REQUIRED TASK
Starting at the line that contains "Please help me find the blue" and ending at the last line of the records below, write out every line again, requests included. Add 94 to each bounding-box coordinate in the answers, and leave the numbers in the requests and their format samples unchanged.
◇ ◇ ◇ ◇
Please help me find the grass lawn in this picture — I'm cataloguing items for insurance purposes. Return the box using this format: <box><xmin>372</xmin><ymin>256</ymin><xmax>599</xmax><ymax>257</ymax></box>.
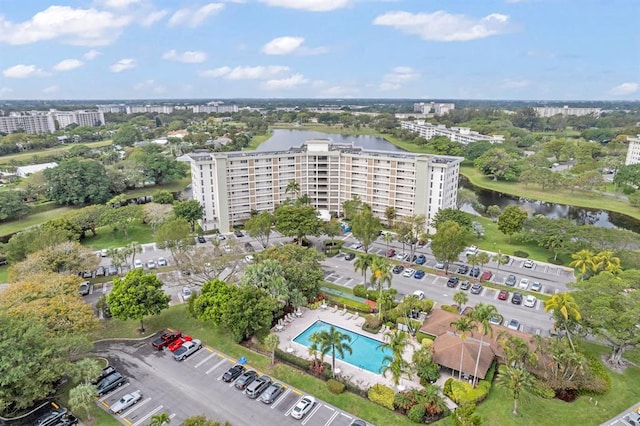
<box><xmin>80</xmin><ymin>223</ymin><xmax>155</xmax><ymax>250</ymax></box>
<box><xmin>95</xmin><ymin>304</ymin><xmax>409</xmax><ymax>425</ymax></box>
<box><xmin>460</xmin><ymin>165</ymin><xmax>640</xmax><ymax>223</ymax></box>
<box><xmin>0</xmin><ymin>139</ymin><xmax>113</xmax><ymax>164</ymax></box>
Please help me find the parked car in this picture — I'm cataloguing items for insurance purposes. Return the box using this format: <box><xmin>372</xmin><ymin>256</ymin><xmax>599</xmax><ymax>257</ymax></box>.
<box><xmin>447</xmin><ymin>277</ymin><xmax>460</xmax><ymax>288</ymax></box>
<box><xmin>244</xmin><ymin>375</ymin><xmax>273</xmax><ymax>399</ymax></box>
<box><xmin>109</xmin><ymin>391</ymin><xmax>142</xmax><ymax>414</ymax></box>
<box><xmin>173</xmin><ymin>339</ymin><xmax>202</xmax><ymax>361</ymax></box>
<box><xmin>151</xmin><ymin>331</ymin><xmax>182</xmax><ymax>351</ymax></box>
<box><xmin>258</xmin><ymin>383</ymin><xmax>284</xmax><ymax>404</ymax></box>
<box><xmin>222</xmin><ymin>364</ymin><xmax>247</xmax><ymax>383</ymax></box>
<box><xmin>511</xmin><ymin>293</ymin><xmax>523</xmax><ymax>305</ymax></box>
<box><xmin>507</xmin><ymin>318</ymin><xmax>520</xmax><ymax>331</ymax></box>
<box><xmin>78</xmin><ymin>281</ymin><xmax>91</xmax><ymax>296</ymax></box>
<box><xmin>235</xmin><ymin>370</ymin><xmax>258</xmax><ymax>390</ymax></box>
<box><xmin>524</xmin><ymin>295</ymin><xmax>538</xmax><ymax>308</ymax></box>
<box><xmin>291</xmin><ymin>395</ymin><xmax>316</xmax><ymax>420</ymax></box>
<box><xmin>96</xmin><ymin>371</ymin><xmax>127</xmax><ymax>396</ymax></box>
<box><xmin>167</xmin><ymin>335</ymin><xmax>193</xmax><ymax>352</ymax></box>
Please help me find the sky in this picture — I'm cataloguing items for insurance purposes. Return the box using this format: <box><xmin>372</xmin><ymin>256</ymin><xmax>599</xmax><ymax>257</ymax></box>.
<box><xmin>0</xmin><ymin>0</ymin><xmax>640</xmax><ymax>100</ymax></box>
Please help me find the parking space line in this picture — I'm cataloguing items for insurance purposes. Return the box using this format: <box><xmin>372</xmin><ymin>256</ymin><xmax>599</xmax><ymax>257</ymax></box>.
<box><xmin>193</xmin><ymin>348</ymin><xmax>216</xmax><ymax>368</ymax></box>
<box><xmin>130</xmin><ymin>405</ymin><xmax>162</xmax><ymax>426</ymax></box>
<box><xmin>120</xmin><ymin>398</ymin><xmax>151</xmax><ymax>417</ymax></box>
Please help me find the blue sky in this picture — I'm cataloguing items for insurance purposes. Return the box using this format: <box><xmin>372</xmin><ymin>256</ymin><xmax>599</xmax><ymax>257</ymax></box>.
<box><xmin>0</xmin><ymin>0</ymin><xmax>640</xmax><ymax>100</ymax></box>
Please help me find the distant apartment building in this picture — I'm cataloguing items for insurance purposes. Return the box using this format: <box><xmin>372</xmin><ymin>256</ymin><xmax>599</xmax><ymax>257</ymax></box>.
◇ ◇ ◇ ◇
CORRECT ANSWER
Please help me find the blue sky in this picture — I'm cataloguing items for insurance purposes. Return the box using this format: <box><xmin>372</xmin><ymin>256</ymin><xmax>599</xmax><ymax>257</ymax></box>.
<box><xmin>94</xmin><ymin>94</ymin><xmax>734</xmax><ymax>194</ymax></box>
Please help me find the distant apartment building in this picture — I'm cataloguing items for insurance purposes. Return the box using this format: <box><xmin>372</xmin><ymin>256</ymin><xmax>599</xmax><ymax>257</ymax></box>.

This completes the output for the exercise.